> [Суть задания] Перепишите выбранный отрывок о защите искусства в годы войны целиком, не меняя ни слова и ни одного знака.

> [Выбранный отрывок]

Почему среди стольких преступлений этой позорной войны, одинаково нам ненавистных, наш протест вызывают преступления против вещей, а не против людей, разрушение произведений искусства, а не жизней? Многие этому удивлялись, даже упрекали нас за это, как будто у нас меньше, чем у них, жалости к телам и сердцам тысяч распятых жертв! Но подобно тому, как павшие армии осеняет видение их любви, их родины, ради которой они жертвуют собой, так и над этими исчезающими жизнями, поддерживаемый ими, проносится святой Ковчег искусства и мысли веков. Носители могут сменяться. Лишь бы Ковчег был спасен! Охрана его лежит на избранных мира. И если общее сокровище находится под угрозой, пусть они подымутся на его защиту.

> [Выдержки из записей]
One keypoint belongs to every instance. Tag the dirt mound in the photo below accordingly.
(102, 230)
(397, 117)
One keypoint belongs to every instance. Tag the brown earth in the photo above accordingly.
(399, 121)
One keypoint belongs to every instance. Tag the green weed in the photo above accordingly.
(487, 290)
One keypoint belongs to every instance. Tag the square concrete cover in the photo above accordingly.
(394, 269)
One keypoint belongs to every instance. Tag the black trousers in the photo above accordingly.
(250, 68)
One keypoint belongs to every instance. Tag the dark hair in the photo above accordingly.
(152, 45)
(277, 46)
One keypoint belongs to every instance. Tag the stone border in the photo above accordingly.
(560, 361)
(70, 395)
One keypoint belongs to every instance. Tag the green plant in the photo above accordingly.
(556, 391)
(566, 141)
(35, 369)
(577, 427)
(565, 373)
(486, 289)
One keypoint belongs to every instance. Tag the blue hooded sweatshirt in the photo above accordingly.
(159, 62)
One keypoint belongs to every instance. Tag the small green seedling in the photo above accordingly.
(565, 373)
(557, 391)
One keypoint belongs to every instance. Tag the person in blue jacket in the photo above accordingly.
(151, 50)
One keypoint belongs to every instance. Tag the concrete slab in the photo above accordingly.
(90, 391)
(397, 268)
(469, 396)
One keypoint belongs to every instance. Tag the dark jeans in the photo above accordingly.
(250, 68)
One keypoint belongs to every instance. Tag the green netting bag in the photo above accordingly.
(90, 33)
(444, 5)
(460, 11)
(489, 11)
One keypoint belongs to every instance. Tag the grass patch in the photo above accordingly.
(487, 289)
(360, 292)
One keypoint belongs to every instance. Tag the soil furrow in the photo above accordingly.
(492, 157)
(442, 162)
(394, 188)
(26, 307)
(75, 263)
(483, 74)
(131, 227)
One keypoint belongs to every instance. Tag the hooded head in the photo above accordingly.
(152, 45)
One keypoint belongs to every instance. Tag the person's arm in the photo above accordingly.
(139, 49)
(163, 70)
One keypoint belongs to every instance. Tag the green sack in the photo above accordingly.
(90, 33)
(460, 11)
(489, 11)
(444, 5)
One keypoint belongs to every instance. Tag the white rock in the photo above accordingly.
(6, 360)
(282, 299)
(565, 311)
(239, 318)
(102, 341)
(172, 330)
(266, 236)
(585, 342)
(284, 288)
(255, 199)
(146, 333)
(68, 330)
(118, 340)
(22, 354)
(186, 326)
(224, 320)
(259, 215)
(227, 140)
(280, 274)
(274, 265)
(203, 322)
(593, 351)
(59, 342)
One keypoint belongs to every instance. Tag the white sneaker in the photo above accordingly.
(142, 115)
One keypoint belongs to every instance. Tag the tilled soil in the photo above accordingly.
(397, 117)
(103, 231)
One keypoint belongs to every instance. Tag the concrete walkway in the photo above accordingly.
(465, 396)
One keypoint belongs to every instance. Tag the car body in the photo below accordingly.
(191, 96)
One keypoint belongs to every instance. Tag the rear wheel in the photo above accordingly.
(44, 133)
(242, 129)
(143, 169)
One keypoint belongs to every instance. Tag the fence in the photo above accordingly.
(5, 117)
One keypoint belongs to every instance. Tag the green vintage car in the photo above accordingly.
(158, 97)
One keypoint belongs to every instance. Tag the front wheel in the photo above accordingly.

> [Итог упражнения]
Почему среди стольких преступлений этой позорной войны, одинаково нам ненавистных, наш протест вызывают преступления против вещей, а не против людей, разрушение произведений искусства, а не жизней? Многие этому удивлялись, даже упрекали нас за это, как будто у нас меньше, чем у них, жалости к телам и сердцам тысяч распятых жертв! Но подобно тому, как павшие армии осеняет видение их любви, их родины, ради которой они жертвуют собой, так и над этими исчезающими жизнями, поддерживаемый ими, проносится святой Ковчег искусства и мысли веков. Носители могут сменяться. Лишь бы Ковчег был спасен! Охрана его лежит на избранных мира. И если общее сокровище находится под угрозой, пусть они подымутся на его защиту.